What is expected: Among the entries below, tally each line where the word "mountain" appears and state only the total.

[Stored data entries]
────────────────

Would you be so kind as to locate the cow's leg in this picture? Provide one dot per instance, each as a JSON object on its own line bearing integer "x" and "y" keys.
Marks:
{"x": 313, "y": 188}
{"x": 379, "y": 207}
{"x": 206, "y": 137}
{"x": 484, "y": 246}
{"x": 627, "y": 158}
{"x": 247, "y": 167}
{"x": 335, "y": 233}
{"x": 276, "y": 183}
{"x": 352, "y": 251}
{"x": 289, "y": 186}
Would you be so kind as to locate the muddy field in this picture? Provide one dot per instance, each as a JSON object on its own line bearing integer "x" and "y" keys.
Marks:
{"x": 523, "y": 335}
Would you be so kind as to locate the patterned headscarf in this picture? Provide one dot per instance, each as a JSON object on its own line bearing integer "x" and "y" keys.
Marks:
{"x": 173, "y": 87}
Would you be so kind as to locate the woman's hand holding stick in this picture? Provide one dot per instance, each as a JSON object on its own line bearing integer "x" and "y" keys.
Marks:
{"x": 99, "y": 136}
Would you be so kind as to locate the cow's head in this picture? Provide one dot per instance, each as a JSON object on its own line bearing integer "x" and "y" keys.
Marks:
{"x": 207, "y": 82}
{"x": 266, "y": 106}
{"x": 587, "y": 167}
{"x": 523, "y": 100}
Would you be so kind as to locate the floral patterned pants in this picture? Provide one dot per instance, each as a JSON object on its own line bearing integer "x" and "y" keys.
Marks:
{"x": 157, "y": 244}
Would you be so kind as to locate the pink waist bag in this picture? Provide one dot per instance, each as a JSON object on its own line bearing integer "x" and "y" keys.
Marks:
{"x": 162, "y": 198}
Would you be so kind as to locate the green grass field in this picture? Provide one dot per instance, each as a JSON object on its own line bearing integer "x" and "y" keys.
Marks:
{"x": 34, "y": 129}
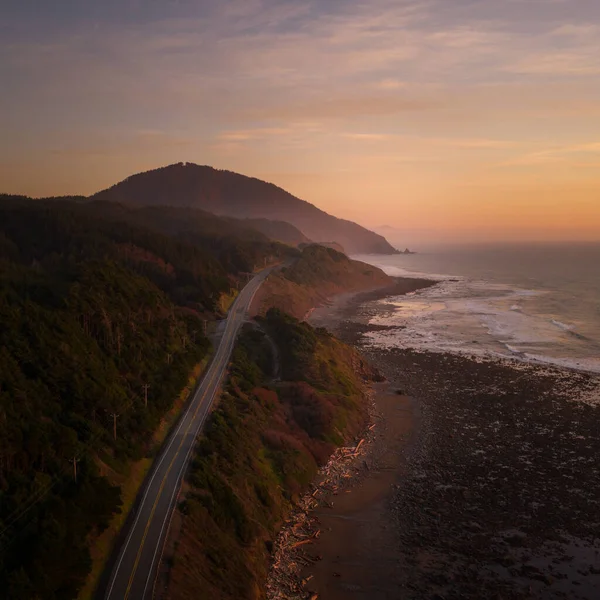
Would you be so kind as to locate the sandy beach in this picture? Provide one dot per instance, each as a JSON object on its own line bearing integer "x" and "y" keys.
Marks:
{"x": 482, "y": 481}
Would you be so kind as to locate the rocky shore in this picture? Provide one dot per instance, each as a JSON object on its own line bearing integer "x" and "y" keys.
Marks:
{"x": 494, "y": 492}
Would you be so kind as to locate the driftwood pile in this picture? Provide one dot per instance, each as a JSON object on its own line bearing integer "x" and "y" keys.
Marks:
{"x": 302, "y": 528}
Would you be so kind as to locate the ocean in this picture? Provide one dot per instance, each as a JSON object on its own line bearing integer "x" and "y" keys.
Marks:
{"x": 538, "y": 303}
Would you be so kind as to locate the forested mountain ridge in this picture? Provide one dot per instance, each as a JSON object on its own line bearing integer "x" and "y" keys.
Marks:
{"x": 92, "y": 308}
{"x": 232, "y": 194}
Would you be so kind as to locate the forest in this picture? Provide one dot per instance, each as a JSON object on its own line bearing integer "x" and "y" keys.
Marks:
{"x": 261, "y": 448}
{"x": 101, "y": 323}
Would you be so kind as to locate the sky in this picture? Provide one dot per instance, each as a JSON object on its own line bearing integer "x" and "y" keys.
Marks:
{"x": 447, "y": 120}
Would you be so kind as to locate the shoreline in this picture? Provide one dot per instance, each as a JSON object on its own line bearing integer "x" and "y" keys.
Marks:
{"x": 315, "y": 551}
{"x": 495, "y": 496}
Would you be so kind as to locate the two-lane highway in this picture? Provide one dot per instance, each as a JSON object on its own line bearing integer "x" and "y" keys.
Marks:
{"x": 135, "y": 570}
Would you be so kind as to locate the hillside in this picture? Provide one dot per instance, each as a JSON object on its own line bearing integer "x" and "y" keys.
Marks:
{"x": 318, "y": 274}
{"x": 93, "y": 306}
{"x": 97, "y": 301}
{"x": 261, "y": 448}
{"x": 232, "y": 194}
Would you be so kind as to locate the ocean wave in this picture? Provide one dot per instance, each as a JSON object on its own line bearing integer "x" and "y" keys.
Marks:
{"x": 562, "y": 326}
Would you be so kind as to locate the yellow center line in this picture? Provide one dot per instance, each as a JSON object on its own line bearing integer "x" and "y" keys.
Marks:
{"x": 164, "y": 480}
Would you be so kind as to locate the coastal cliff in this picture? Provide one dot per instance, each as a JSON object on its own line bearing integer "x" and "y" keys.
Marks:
{"x": 261, "y": 448}
{"x": 316, "y": 275}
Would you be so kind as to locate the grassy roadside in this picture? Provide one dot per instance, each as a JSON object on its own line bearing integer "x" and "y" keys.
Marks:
{"x": 130, "y": 483}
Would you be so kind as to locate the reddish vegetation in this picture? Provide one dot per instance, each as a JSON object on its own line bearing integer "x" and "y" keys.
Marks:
{"x": 141, "y": 255}
{"x": 318, "y": 274}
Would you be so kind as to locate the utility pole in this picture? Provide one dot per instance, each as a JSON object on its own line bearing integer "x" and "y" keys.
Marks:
{"x": 145, "y": 388}
{"x": 75, "y": 461}
{"x": 115, "y": 416}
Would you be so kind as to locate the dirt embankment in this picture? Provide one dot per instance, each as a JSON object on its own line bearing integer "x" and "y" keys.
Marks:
{"x": 316, "y": 276}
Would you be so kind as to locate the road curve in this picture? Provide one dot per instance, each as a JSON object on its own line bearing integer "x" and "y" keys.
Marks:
{"x": 134, "y": 573}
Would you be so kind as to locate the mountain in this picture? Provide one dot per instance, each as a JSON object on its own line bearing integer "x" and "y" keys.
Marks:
{"x": 235, "y": 195}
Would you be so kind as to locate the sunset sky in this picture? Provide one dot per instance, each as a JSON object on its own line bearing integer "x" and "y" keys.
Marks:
{"x": 447, "y": 119}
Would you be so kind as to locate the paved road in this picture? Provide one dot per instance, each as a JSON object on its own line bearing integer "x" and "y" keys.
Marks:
{"x": 135, "y": 570}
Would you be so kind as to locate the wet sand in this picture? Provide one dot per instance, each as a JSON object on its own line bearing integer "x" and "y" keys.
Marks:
{"x": 357, "y": 544}
{"x": 490, "y": 489}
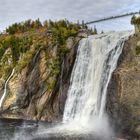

────────────────

Completed task: 2